What to work on: Carry on the Murray VCT 4 PLC interim results report below, starting right after its last sentence.
>> START Text provided
Interim Results
Murray VCT 4 PLC
15 October 2003
Murray VCT 4 PLC
Interim Results for the Six Months to 31 August 2003
The Directors announce the unaudited interim results of Murray VCT 4 PLC for the
six months to 31 August 2003.
Investment activity
Further unlisted investment during the six months ended 31 August 2003 totalled
£1.6 million. At 31 August 2003, the portfolio stood at 31 investments having a
total cost of £22.3 million.
In addition to follow-on fundings, the following new investment has been made
since the publication of the Annual Report:-
Mining Communications Limited (May 2003) - £750,000: Based in London, Mining
Communications is a publisher of magazines and journals for the mining industry.
Portfolio developments
At this relatively early stage of building the portfolio, it is not expected
that exits will occur. However, in July, Black Teknigas repaid around a third of
its loan stock ahead of schedule amounting to £112,500, including a premium of
12.5%, which is included in the Company's income for the period.
Performance
Market conditions show little signs of improvement and this is evident in
increasing reports of weakening profits. The strength of sterling, combined with
UK interest rates that, despite recent falls to historically low levels, remain
relatively high compared to our international competitors, has made the
environment for small companies particularly tough for some considerable time.
>> END Text provided
>> START Entries supplied
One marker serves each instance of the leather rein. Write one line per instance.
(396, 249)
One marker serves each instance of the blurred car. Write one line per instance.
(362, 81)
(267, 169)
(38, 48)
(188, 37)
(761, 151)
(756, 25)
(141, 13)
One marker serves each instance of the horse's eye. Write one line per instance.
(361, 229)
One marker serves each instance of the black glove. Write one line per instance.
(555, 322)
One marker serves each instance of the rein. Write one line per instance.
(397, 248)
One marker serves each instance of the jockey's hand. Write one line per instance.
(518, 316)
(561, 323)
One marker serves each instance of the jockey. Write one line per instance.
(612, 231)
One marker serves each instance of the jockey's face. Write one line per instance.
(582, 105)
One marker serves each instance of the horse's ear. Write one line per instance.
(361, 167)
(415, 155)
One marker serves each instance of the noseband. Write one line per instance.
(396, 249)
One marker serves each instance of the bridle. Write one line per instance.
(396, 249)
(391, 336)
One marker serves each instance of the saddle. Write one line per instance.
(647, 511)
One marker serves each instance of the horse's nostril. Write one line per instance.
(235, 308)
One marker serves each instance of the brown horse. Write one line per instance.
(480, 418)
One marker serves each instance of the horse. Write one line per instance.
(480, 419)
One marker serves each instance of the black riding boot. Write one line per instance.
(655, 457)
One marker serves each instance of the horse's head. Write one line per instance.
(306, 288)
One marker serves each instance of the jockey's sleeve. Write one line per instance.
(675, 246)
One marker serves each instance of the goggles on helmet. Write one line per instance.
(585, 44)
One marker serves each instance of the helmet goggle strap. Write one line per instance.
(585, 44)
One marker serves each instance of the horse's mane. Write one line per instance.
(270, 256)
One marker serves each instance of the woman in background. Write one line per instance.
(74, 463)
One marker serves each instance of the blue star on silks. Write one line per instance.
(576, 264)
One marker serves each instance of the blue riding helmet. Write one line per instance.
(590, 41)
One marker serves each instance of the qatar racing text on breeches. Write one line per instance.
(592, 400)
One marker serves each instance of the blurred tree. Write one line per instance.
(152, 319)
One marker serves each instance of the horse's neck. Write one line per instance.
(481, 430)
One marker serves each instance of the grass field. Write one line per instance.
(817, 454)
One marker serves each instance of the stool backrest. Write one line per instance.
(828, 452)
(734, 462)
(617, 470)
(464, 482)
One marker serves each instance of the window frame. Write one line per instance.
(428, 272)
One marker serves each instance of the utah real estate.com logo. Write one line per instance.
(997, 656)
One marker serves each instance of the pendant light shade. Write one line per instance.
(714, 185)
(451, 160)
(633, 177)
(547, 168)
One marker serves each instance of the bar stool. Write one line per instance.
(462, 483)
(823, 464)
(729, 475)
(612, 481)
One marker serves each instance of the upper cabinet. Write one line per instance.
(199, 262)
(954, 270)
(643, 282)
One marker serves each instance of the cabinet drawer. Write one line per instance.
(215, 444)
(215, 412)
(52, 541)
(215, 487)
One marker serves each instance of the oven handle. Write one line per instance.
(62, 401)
>> END Entries supplied
Answer to this problem:
Sterling did depreciate against the euro in the earlier part of the year and
this provided a more favourable backdrop for UK exports to Europe, but exchange
rates with the US moved in the opposite direction. Economic data in the UK over
the last few months has been mixed, with unemployment continuing at levels last
seen in the mid 1970s, inflation remaining relatively low, despite the
continuing strength of the housing market, but declining levels of manufacturing
output. Growth in the UK is low and is expected to remain so during the
remainder of 2003 and 2004, although there are some signs of an upturn in the
global economy which would offer some relief. Consumer spending is being fuelled
by increased debt, with net lending secured on personal dwellings reaching its
highest level since records began.
These conditions continue to have an impact on the valuations of the Company's
investment portfolio and on income accrual for the period under review. The Net
Asset Value (NAV) per share at 31 August 2003, before payment of the interim
dividend, was 78.0p compared with 79.0p at 28 February 2003. The decrease in NAV
of 1.3% compares with the increase in stock market indices generally in
expectation of substantial earnings growth. The level of income has also fallen
due to a combination of reduced yield from funds held awaiting investment in
unlisted companies, performance and the mix of the unlisted portfolio.
Sentiment reflected in the market indices seems to be at odds with many
commentators' concerns about the sustainability of consumer spending and
corporate profits in a climate of low growth, currency strength and potential
rises in interest rates. What has been very clear to some considerable time,
through the monthly management accounts which are received from investee
companies and the board meetings which the Manager attends, is that market
conditions are very difficult and small companies in particular have been
exposed to these difficulties.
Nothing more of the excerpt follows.